→ PROBLEM DETAILS
In every row below, change the word "innermost" to "deepest" and leave all other text as it is.

Named object pointing entries
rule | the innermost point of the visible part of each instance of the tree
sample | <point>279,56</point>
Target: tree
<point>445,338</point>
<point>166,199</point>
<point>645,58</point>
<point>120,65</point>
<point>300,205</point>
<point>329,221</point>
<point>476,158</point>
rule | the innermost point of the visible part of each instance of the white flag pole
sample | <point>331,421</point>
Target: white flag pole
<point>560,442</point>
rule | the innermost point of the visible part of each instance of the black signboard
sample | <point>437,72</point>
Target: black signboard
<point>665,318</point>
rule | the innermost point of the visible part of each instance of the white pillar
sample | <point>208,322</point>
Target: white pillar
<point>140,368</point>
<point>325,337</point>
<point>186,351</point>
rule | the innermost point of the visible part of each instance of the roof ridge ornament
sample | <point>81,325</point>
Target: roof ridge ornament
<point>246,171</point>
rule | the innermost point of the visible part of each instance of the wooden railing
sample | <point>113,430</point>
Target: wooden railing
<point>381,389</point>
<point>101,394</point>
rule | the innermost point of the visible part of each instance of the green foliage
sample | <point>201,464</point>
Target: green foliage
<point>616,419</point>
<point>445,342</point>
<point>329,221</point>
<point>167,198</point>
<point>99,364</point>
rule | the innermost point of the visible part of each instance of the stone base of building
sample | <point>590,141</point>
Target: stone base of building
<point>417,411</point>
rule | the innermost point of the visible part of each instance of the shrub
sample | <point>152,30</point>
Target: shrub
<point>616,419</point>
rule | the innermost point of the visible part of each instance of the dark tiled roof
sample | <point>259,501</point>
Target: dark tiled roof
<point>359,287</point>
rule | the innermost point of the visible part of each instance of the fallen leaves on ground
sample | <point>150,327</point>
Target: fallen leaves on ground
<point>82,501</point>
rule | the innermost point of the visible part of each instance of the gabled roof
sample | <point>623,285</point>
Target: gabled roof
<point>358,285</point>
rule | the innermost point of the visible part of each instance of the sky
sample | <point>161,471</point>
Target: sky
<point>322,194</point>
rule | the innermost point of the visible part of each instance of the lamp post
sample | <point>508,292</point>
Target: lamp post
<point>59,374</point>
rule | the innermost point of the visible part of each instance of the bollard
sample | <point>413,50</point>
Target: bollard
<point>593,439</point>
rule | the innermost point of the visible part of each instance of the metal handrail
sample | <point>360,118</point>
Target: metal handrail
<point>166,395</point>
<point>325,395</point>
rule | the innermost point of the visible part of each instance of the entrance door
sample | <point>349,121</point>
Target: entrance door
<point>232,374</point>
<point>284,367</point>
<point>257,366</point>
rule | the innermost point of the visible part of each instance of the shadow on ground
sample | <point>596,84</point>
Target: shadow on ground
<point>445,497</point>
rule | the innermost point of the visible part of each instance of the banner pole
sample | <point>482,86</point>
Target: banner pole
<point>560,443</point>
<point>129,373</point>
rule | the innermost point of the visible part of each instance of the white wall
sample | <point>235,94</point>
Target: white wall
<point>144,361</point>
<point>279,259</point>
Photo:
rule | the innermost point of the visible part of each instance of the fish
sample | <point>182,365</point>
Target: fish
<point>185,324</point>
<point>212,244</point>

→ FINAL ANSWER
rule | the deepest point of the visible part of each instance of the tree
sample | <point>279,56</point>
Target: tree
<point>445,338</point>
<point>166,199</point>
<point>645,58</point>
<point>120,65</point>
<point>300,205</point>
<point>329,221</point>
<point>476,158</point>
rule | the deepest point of the visible part of each instance of the white flag pole
sample | <point>331,421</point>
Target: white flag pole
<point>560,442</point>
rule | the deepest point of the visible part of each instance of the black signboard
sample | <point>437,72</point>
Target: black signboard
<point>665,318</point>
rule | the deepest point of the visible part of each instance of the white pillar
sample | <point>208,322</point>
Target: white pillar
<point>140,368</point>
<point>325,337</point>
<point>186,351</point>
rule | the deepest point of the visible part of each instance of the roof ridge ornament
sample | <point>81,325</point>
Target: roof ridge ornament
<point>246,171</point>
rule | the deepest point of the visible part of each instance of the wooden railing
sample | <point>113,430</point>
Target: wooden railing
<point>381,389</point>
<point>101,394</point>
rule | the deepest point of the visible part of each instance of the green foliage
sample | <point>201,464</point>
Target: green foliage
<point>616,419</point>
<point>445,342</point>
<point>329,221</point>
<point>167,198</point>
<point>99,364</point>
rule | the deepest point of the visible part of each instance of the stone base of building
sample | <point>590,141</point>
Target: stone base of building
<point>417,411</point>
rule | the deepest point of the visible part of each instance of the shrub
sample | <point>152,30</point>
Target: shrub
<point>616,419</point>
rule | the deepest point of the visible part of each instance of the dark tiled roof
sample | <point>259,501</point>
Target: dark tiled roof
<point>359,287</point>
rule | the deepest point of the visible part of each instance of the fallen leaves on ground
sample | <point>150,327</point>
Target: fallen leaves on ground
<point>82,501</point>
rule | the deepest point of the visible part of each instance of the gabled roof
sample | <point>623,285</point>
Target: gabled roof
<point>358,285</point>
rule | the deepest point of the visible part of each instance of the sky
sample | <point>161,471</point>
Target: sky
<point>322,194</point>
rule | the deepest point of the visible part of each instance of the lamp post
sample | <point>508,292</point>
Target: lamp post
<point>59,374</point>
rule | the deepest point of the visible part of each instance of the bollard
sample | <point>413,50</point>
Target: bollard
<point>593,439</point>
rule | the deepest point of the visible part of each instance of the metal handrail
sample | <point>360,118</point>
Target: metal handrail
<point>166,395</point>
<point>325,395</point>
rule | the deepest point of the visible part of each instance of the entrance door
sample | <point>349,121</point>
Target: entrance door
<point>232,374</point>
<point>284,367</point>
<point>257,366</point>
rule | the deepest point of the visible part of each instance of the shadow on ground
sample | <point>596,84</point>
Target: shadow on ground
<point>445,497</point>
rule | the deepest point of the visible part of each instance of the banner pole
sample | <point>482,86</point>
Target: banner pole
<point>560,443</point>
<point>129,373</point>
rule | the deepest point of the visible part of each instance of the white wall
sample | <point>235,94</point>
Target: white wall
<point>144,361</point>
<point>279,259</point>
Photo:
rule | the deepest point of the visible part of each instance of the fish
sample | <point>182,365</point>
Target: fish
<point>185,324</point>
<point>212,244</point>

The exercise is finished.